Next, install most dependencies using conda:

conda env create -f environment.yml

Pro tip: if you install mamba, you can create the environment with that command instead of conda. A lot of conda headaches go away: it's a much faster drop-in replacement for conda.

conda install mamba mamba env create -f environment.yml

Install the pipeline correctly by activating the conda environment and using the setup.py script with:

conda activate oat pip install .

Other dependencies: * Demultiplexing is done using guppy_barcoder. The program will need to be installed and in your path. * If analysing SARS-CoV-2 data, lineages are typed using pangolin. Accordingly, pangolin needs to be installed according to instructions at https://github.com/cov-lineages/pangolin. The pipeline will fail if the pangolin environment can't be activated. * Variants are called using medaka and longshot. Ideally we could install these via mamba in the main environment.yml file, but there are sadly some necessary libraries for medaka that are incompatible with our main oat environment. Consequently, I have written the analysis pipeline so that snakemake automatically installs medaka and its dependencies into an isolated environment during execution of the oat pipeline. The environment is only created the first time you run the pipeline, but if you run the pipeline from a different working directory in the future, the environment will be created again. Solution: always run oat from the same working directory

tl;dr: you don't need to do anything for variant calling to work; just don't get confused during the initial pipeline run when the terminal indicates creation of a new conda environment. You should run oat from the same directory each time, otherwise a new conda environment will be created each time.

- [TASK INSTRUCTIONS]:
1) Retype the part of the installation notes from "Next, install most" up to and including "pip install .".
2) List every program that the installation notes name as the tool for demultiplexing, lineage typing, or variant calling, along with its step.

- [MATERIAL SUPPLIED]:
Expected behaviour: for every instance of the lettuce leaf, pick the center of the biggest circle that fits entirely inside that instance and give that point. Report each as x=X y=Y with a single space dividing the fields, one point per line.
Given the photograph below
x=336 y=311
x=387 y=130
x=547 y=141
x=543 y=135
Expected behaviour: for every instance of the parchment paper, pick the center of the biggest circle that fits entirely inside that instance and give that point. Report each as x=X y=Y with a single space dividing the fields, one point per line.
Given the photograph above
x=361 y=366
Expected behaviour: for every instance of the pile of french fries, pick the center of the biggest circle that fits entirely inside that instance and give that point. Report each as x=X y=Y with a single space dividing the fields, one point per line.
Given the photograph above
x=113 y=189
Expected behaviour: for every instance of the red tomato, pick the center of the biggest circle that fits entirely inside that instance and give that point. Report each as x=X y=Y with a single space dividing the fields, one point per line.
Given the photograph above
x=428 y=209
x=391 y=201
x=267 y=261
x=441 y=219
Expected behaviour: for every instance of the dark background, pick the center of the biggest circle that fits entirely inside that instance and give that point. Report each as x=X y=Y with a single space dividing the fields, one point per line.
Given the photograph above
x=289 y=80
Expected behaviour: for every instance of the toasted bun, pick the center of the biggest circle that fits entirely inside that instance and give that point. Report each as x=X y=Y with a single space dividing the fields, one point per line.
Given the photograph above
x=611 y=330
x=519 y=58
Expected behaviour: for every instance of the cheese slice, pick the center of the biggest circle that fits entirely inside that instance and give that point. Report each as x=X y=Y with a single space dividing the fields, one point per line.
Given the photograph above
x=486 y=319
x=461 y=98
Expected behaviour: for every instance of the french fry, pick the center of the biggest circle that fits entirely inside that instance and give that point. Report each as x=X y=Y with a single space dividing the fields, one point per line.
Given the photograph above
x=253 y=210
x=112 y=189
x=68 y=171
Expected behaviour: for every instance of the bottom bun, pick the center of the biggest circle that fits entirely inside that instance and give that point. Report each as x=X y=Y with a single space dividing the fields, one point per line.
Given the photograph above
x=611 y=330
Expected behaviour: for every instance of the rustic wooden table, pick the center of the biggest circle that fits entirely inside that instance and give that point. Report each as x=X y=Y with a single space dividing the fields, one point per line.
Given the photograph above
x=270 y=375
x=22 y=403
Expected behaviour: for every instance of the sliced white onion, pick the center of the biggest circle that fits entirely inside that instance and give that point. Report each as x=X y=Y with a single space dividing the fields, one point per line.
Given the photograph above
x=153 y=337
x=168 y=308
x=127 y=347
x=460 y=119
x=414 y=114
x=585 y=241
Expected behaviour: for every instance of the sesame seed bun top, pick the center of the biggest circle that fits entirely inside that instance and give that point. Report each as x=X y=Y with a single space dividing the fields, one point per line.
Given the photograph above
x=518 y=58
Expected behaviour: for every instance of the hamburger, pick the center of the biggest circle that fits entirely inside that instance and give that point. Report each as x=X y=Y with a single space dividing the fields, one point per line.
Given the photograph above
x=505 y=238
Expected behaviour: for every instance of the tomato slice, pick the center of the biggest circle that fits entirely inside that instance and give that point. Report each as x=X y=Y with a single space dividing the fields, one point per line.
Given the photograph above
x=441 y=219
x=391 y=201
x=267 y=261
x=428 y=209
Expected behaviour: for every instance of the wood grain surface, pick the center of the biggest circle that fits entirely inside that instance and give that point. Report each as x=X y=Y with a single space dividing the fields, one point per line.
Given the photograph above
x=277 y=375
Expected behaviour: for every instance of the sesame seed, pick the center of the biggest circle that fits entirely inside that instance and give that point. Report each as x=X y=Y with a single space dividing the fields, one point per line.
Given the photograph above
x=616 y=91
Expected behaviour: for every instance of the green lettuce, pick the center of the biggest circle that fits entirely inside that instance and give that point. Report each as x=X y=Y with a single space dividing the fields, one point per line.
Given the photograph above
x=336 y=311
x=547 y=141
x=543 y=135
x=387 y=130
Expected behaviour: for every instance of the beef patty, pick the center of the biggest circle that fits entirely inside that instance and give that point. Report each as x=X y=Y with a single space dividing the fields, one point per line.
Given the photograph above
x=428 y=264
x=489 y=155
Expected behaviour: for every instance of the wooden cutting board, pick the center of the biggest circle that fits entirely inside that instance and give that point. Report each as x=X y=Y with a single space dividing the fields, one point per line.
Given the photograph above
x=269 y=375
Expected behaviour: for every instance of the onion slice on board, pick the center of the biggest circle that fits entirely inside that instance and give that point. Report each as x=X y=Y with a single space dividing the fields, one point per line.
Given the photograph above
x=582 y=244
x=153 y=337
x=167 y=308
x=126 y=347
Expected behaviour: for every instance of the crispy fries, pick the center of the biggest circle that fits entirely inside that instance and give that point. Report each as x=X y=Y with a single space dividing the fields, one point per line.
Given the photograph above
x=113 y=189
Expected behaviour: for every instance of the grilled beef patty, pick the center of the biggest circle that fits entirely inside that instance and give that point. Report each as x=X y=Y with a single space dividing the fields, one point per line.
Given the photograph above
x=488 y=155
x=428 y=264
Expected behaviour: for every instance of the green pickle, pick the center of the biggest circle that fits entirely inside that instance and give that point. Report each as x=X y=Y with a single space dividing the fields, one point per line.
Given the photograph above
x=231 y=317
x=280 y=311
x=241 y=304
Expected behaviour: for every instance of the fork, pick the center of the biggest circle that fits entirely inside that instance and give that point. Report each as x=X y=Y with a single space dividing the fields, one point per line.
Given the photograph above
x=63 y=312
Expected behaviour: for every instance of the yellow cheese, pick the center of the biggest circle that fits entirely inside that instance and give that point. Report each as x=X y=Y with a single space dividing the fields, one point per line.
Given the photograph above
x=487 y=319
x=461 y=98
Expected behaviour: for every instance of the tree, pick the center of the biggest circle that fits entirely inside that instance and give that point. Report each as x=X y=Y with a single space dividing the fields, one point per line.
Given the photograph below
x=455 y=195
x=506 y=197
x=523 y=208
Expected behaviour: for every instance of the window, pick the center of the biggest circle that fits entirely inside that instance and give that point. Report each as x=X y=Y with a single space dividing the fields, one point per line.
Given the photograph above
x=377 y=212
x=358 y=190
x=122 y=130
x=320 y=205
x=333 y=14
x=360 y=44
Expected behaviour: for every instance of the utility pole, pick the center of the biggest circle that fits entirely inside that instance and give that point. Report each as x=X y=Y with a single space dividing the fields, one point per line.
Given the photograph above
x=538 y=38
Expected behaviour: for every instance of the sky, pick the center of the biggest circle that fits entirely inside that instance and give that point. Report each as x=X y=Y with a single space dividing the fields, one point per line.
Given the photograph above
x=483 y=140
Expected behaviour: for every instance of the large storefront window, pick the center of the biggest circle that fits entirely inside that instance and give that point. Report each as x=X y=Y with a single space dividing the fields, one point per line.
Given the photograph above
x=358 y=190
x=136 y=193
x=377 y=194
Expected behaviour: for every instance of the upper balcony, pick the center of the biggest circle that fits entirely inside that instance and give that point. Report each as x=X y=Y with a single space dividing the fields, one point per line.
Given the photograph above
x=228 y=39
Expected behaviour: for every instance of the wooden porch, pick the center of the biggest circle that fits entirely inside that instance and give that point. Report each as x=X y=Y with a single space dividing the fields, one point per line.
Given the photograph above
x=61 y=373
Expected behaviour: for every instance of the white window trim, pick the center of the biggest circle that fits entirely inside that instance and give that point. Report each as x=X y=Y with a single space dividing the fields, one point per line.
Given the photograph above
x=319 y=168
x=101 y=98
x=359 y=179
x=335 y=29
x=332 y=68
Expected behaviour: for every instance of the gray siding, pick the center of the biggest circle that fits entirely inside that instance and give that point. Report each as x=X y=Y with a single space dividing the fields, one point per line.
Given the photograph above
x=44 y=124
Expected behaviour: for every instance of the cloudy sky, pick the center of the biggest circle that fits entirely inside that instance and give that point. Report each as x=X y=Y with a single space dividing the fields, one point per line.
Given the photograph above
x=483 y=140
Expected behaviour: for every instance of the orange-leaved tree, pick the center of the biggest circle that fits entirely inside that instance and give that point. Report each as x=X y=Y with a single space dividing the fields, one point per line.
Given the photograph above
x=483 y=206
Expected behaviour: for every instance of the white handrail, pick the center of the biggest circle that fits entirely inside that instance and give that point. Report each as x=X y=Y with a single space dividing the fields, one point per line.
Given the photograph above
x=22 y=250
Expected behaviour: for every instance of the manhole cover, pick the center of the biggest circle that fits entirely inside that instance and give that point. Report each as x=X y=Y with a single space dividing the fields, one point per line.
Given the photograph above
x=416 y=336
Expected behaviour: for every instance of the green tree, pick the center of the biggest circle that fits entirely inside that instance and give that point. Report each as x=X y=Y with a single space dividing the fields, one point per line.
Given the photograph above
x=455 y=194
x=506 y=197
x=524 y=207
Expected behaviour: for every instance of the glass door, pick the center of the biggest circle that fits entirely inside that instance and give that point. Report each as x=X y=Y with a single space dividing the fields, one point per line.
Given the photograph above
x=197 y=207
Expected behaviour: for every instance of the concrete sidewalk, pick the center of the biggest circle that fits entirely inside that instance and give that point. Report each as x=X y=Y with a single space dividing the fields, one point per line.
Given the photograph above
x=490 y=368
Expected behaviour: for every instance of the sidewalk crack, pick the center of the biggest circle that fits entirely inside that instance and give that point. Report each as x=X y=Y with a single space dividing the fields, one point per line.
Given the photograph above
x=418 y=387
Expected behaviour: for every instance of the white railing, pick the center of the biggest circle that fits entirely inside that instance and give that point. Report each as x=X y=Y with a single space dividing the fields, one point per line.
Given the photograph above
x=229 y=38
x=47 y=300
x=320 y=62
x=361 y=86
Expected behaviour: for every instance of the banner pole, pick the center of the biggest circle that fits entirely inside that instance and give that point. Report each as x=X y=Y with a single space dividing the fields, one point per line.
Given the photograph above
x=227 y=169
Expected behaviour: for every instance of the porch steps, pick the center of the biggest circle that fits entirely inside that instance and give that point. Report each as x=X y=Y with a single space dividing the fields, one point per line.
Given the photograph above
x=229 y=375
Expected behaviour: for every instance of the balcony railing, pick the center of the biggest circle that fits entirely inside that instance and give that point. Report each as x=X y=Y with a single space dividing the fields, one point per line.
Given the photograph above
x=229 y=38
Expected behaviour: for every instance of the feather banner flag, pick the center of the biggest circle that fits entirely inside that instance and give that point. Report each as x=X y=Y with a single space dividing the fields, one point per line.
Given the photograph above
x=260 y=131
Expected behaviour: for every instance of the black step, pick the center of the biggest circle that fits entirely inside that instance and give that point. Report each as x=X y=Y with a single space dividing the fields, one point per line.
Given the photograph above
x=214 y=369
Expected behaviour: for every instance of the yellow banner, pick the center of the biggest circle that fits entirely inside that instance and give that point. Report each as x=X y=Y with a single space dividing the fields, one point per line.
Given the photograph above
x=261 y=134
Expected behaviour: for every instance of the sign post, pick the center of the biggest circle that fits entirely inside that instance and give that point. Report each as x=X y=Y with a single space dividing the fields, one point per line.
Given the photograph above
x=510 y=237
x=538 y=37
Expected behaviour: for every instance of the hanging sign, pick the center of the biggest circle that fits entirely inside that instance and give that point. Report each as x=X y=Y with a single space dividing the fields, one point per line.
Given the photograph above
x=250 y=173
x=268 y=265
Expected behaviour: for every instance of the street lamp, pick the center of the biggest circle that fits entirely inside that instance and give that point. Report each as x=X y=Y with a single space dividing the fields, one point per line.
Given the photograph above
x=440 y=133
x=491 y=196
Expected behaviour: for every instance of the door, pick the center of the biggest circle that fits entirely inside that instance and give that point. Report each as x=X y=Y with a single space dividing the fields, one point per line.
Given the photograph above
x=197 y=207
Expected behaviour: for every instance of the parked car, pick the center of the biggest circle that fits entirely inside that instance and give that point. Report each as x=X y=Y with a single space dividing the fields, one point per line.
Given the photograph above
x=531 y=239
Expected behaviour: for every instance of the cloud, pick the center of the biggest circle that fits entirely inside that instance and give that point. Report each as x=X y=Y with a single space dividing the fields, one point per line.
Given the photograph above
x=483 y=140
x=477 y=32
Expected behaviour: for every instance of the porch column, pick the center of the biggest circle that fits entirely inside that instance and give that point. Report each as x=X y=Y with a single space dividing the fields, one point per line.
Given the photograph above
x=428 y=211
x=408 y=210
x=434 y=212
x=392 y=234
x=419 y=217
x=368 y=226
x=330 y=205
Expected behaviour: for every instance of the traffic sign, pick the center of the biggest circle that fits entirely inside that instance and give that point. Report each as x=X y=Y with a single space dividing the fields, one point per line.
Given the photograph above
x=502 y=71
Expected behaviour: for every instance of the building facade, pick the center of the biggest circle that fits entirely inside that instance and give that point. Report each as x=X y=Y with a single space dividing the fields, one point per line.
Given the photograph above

- [RESPONSES BY TASK]:
1)
Next, install most dependencies using conda:

conda env create -f environment.yml

Pro tip: if you install mamba, you can create the environment with that command instead of conda. A lot of conda headaches go away: it's a much faster drop-in replacement for conda.

conda install mamba mamba env create -f environment.yml

Install the pipeline correctly by activating the conda environment and using the setup.py script with:

conda activate oat pip install .

2)
- guppy_barcoder: demultiplexing
- pangolin: lineage typing of SARS-CoV-2 data
- medaka: variant calling
- longshot: variant calling